**Zadanie:** Ułóż w listę JSON napisów, po jednym napisie na wiersz, odcinek pozycji od wiersza zawierającego "the white window" aż do końca pozycji, z obiema granicami włącznie. Pomiń puste wiersze oraz obrazy.

**Zawartość zbioru:**
◇ ◇ ◇ ◇ ◇ ◇ ◇

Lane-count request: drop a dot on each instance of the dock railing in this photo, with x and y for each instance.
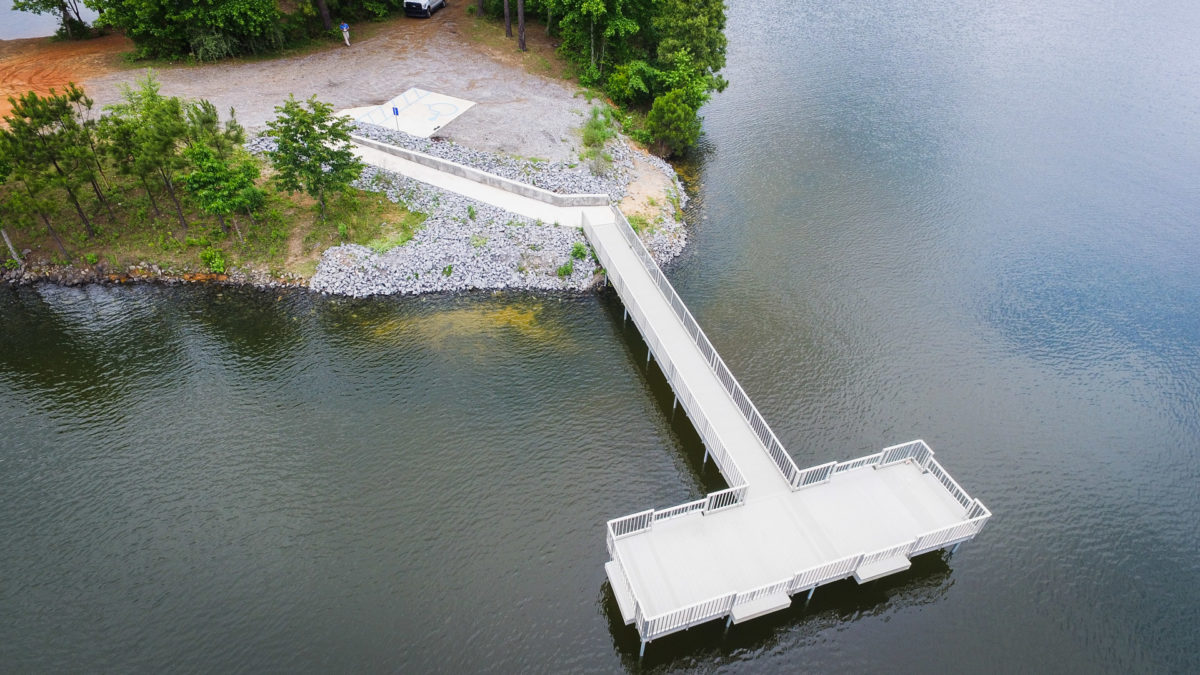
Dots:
(916, 452)
(745, 406)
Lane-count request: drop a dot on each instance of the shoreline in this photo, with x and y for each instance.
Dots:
(499, 254)
(445, 233)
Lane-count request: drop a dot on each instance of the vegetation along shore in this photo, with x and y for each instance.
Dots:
(148, 180)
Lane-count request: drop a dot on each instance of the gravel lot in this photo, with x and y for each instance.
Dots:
(516, 113)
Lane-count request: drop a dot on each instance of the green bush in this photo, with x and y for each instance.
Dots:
(673, 123)
(598, 130)
(214, 260)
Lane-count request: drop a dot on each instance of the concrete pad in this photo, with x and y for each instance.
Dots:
(420, 112)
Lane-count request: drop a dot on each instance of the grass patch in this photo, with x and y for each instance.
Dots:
(283, 236)
(640, 223)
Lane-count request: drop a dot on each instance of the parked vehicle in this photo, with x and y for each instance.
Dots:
(423, 7)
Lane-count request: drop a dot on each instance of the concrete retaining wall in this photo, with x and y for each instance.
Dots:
(485, 178)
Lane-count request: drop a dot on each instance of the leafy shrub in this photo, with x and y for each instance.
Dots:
(639, 223)
(598, 130)
(673, 123)
(214, 260)
(631, 83)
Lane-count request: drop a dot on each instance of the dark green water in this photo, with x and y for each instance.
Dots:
(971, 225)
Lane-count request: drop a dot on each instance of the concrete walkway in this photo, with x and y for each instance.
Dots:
(528, 207)
(777, 531)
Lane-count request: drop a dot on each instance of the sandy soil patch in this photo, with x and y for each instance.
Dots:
(37, 64)
(516, 112)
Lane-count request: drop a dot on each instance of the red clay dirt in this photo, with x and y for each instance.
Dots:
(37, 64)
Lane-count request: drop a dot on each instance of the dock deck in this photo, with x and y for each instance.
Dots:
(775, 531)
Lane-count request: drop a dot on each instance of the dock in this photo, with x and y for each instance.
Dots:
(777, 531)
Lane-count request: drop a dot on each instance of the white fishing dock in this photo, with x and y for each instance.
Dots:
(777, 530)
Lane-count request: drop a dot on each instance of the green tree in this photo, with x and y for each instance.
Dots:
(205, 29)
(221, 186)
(71, 22)
(43, 142)
(672, 123)
(313, 149)
(157, 127)
(204, 127)
(118, 136)
(28, 198)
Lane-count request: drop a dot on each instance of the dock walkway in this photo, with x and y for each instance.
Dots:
(775, 531)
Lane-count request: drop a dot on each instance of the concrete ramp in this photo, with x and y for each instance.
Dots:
(415, 112)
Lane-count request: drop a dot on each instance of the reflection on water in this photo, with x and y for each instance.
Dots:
(471, 329)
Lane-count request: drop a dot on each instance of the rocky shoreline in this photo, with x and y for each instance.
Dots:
(462, 245)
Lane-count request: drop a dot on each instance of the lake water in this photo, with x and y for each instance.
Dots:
(15, 24)
(975, 225)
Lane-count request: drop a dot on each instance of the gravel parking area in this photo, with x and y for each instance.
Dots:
(515, 112)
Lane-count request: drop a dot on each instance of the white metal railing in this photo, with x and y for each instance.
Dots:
(713, 441)
(814, 577)
(685, 617)
(816, 475)
(784, 586)
(918, 453)
(915, 452)
(783, 461)
(850, 465)
(885, 554)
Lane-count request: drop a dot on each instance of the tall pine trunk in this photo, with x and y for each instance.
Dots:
(66, 21)
(100, 196)
(83, 216)
(154, 202)
(171, 191)
(47, 221)
(327, 22)
(521, 24)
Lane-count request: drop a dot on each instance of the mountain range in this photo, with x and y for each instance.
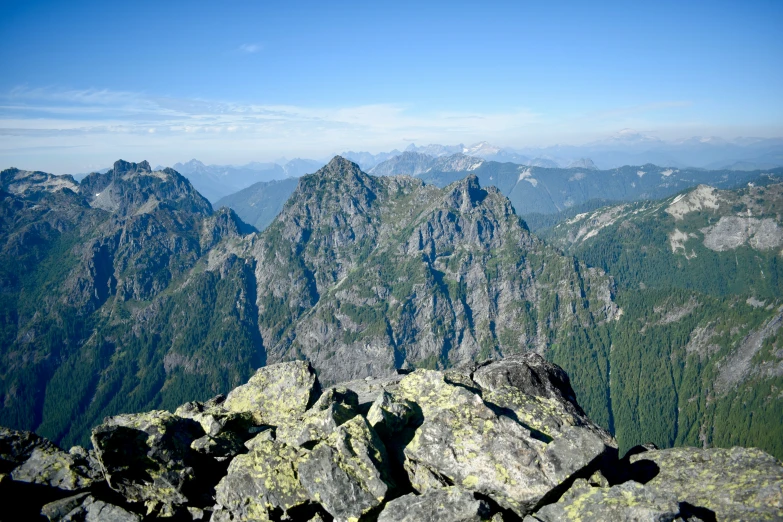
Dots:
(532, 190)
(127, 292)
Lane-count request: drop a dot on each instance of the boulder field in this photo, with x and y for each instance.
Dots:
(503, 440)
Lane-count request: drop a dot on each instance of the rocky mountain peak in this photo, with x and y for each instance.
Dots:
(133, 188)
(465, 194)
(501, 440)
(339, 166)
(34, 184)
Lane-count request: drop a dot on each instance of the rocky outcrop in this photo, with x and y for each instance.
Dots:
(501, 440)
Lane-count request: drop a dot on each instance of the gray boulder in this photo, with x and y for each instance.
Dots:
(335, 407)
(277, 393)
(348, 472)
(734, 484)
(16, 447)
(628, 502)
(452, 504)
(260, 482)
(500, 450)
(146, 457)
(52, 467)
(86, 508)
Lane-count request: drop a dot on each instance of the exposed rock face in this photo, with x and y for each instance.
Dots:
(467, 440)
(502, 440)
(276, 393)
(86, 508)
(147, 457)
(54, 468)
(360, 275)
(735, 483)
(450, 503)
(394, 273)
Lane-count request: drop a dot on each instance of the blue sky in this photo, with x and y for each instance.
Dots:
(232, 81)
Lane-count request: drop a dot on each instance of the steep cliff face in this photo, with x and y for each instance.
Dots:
(390, 273)
(138, 290)
(700, 280)
(89, 272)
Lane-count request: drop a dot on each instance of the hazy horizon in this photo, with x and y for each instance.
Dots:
(87, 83)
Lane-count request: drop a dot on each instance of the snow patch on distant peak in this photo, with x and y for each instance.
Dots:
(527, 175)
(701, 198)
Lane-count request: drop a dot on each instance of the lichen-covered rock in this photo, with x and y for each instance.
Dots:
(388, 416)
(214, 418)
(422, 478)
(627, 502)
(489, 449)
(50, 466)
(264, 436)
(452, 504)
(146, 457)
(335, 407)
(16, 447)
(348, 472)
(86, 508)
(277, 393)
(260, 482)
(735, 483)
(221, 447)
(528, 373)
(369, 389)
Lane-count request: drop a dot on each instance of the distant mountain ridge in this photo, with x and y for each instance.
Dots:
(127, 292)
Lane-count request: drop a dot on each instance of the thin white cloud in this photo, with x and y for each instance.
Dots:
(249, 48)
(90, 126)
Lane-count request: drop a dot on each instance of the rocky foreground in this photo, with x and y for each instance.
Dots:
(500, 441)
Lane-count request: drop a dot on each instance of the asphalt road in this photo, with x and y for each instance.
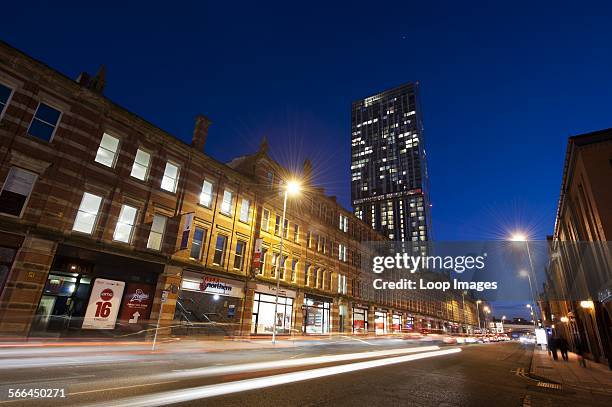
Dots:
(382, 372)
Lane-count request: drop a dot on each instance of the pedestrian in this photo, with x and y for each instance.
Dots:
(580, 353)
(563, 347)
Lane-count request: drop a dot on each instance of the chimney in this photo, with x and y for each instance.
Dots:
(200, 132)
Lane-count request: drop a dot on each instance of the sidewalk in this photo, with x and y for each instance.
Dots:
(596, 377)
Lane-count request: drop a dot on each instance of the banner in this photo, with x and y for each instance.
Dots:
(103, 304)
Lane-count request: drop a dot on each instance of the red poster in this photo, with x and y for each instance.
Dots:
(137, 301)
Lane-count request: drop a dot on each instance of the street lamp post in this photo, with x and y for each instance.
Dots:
(292, 187)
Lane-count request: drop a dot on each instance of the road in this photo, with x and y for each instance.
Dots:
(342, 372)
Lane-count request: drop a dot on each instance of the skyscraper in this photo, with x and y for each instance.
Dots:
(389, 183)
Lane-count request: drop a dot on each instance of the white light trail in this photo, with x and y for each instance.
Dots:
(196, 393)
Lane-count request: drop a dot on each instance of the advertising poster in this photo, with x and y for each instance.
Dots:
(137, 302)
(103, 305)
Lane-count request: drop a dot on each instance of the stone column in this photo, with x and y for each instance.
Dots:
(24, 286)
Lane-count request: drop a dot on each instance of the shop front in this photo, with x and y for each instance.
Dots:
(360, 319)
(396, 323)
(317, 315)
(92, 293)
(380, 322)
(264, 303)
(209, 304)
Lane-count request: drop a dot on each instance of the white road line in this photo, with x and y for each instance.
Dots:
(196, 393)
(286, 363)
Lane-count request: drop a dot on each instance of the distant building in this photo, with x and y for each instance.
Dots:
(577, 300)
(389, 182)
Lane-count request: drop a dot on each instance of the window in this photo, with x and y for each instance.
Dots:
(265, 220)
(239, 255)
(293, 270)
(170, 178)
(157, 232)
(206, 194)
(140, 168)
(277, 226)
(220, 250)
(244, 210)
(226, 205)
(44, 122)
(197, 243)
(87, 213)
(125, 224)
(16, 191)
(107, 151)
(5, 95)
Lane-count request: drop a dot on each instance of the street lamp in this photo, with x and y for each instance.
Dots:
(291, 188)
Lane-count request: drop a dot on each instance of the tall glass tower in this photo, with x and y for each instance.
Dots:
(389, 183)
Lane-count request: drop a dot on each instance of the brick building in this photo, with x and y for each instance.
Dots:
(105, 219)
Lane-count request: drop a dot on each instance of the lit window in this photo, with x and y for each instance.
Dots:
(206, 194)
(199, 236)
(220, 250)
(125, 224)
(44, 122)
(170, 178)
(107, 151)
(16, 191)
(5, 95)
(239, 254)
(87, 213)
(226, 205)
(140, 168)
(157, 232)
(265, 220)
(244, 210)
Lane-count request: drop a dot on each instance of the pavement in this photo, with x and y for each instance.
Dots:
(594, 378)
(338, 371)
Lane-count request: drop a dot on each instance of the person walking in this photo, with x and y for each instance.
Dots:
(563, 347)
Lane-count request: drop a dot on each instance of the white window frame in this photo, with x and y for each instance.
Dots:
(178, 175)
(135, 163)
(115, 153)
(96, 215)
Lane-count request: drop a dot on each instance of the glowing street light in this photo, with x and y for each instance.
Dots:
(292, 187)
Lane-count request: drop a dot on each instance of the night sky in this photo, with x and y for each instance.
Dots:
(502, 86)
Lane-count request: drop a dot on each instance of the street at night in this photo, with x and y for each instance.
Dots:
(471, 375)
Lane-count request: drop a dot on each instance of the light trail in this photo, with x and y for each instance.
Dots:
(287, 363)
(196, 393)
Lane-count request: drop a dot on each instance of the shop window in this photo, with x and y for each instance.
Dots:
(16, 191)
(265, 220)
(87, 213)
(226, 204)
(156, 235)
(206, 194)
(107, 151)
(197, 243)
(5, 96)
(125, 224)
(170, 178)
(244, 210)
(220, 250)
(140, 168)
(294, 269)
(45, 122)
(239, 254)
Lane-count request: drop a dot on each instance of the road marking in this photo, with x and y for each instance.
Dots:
(121, 388)
(196, 393)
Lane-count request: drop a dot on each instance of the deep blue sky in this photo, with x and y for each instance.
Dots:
(502, 85)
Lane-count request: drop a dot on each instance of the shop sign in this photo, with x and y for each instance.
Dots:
(137, 302)
(213, 285)
(269, 289)
(103, 304)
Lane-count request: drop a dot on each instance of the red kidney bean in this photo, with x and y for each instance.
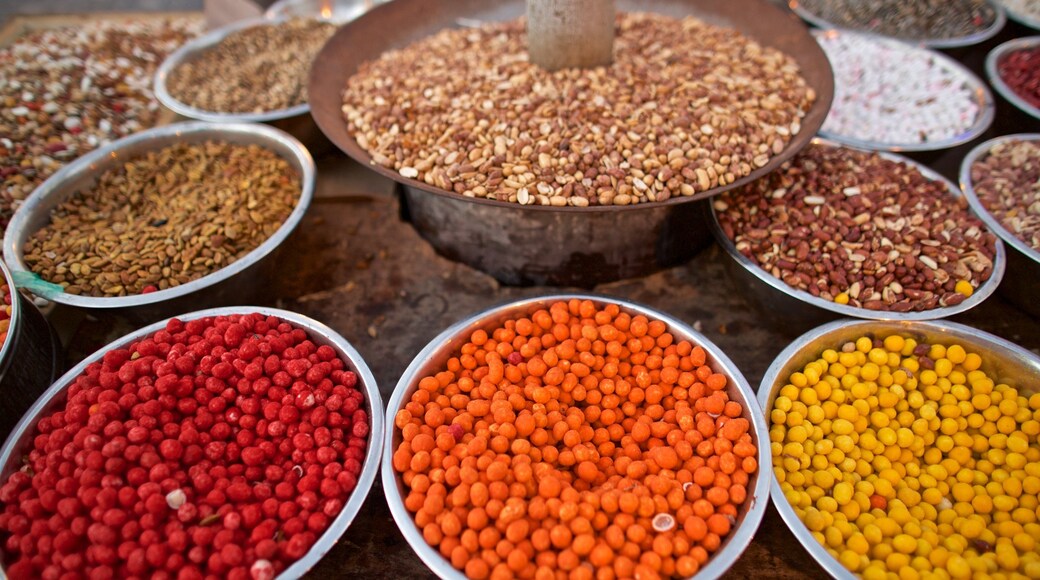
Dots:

◇ ◇ ◇ ◇ ◇ ◇ ◇

**Wynik końcowy:**
[
  "Lane-count request: drop a dot on each instance of the white window frame in this photo, with x and y for each instance.",
  "Dots:",
  "(178, 175)",
  "(135, 163)",
  "(115, 153)",
  "(96, 215)",
  "Lane-count request: drop a dot on each instance of the glowing street light in this photo, with x and y for each instance.",
  "Dots:",
  "(292, 187)",
  "Lane-count request: drop a dot on each instance of the night sky in this photo, with x and y for each instance.",
  "Dots:",
  "(502, 86)",
  "Lane-count request: drop a dot on each instance of the street at night in this photo, with x and y for each instance.",
  "Dots:",
  "(471, 375)",
  "Lane-count request: drop a dot on each instance of the light trail in this photo, with x and y for each instance.",
  "Dots:",
  "(287, 363)",
  "(196, 393)",
  "Lane-count request: drop a dot on each instance of the shop window in this photo, with x and y for each instance.",
  "Dots:",
  "(16, 191)",
  "(265, 220)",
  "(87, 213)",
  "(226, 204)",
  "(156, 235)",
  "(206, 194)",
  "(107, 151)",
  "(197, 243)",
  "(5, 96)",
  "(125, 224)",
  "(170, 178)",
  "(244, 210)",
  "(220, 250)",
  "(140, 168)",
  "(294, 269)",
  "(45, 122)",
  "(239, 254)",
  "Lane-count request: drop a dot on each instance of the road marking in this photo, with x and y for each instance.",
  "Dots:",
  "(121, 388)",
  "(196, 393)",
  "Lane-count request: drop a dot on each instance of the deep blue sky in this photo, with x and y for each instance.",
  "Dots:",
  "(502, 85)",
  "Lane-count request: drop a dot on each instance of the shop sign in this photo, with x and y for each instance.",
  "Dots:",
  "(137, 302)",
  "(213, 285)",
  "(269, 289)",
  "(103, 304)",
  "Lane-count request: drop a dot on each instance of the red kidney bean in this photo, with x and y for each instance.",
  "Dots:"
]